▸ Set problem
Rewrite the rows below, from the line containing "Using the image shown above, determine the location of the bolt" through the end of the rows, inclusive, keeping the requests and their sample arrays unchanged. Scale every coordinate in the answers by 2.25, rounding to whole numbers with halves rounded up.

▸ Material for this exercise
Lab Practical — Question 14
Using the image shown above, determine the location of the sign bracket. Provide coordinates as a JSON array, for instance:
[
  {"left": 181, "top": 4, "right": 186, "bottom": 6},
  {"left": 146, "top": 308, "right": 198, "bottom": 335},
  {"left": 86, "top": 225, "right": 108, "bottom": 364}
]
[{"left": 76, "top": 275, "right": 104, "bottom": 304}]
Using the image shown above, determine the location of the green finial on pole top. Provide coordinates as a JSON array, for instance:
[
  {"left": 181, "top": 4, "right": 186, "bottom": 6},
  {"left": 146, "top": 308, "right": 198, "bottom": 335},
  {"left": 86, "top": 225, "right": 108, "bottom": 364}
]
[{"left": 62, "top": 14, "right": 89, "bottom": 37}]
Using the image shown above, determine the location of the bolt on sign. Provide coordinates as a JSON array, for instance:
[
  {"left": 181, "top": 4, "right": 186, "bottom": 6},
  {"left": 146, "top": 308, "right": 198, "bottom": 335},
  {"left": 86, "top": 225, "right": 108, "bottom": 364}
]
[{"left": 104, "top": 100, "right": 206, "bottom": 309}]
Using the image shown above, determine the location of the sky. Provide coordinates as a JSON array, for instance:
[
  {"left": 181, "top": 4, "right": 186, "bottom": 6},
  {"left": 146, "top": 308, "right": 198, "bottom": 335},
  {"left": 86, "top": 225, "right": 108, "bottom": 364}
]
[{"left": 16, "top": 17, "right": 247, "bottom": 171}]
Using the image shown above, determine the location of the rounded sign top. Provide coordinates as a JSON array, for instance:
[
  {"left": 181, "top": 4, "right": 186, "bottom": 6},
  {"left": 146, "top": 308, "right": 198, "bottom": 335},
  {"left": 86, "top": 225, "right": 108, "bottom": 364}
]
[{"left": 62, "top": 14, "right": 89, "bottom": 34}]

▸ Task response
Using the image shown above, determine the location of the bolt on sign. Provide coordinates as a JSON array, for instance:
[
  {"left": 181, "top": 4, "right": 186, "bottom": 6},
  {"left": 146, "top": 308, "right": 198, "bottom": 335},
  {"left": 86, "top": 225, "right": 108, "bottom": 364}
]
[{"left": 234, "top": 225, "right": 464, "bottom": 695}]
Using the image shown above, determine the location of the sky. Provide coordinates as a JSON array, for instance:
[
  {"left": 181, "top": 4, "right": 186, "bottom": 6},
  {"left": 146, "top": 308, "right": 198, "bottom": 335},
  {"left": 86, "top": 225, "right": 108, "bottom": 364}
]
[{"left": 36, "top": 38, "right": 556, "bottom": 385}]
Using the image shown above, determine the location of the rounded sign top. Provide coordinates as a JSON array, for instance:
[
  {"left": 181, "top": 4, "right": 186, "bottom": 6},
  {"left": 146, "top": 308, "right": 198, "bottom": 335},
  {"left": 86, "top": 225, "right": 108, "bottom": 364}
]
[{"left": 140, "top": 32, "right": 200, "bottom": 77}]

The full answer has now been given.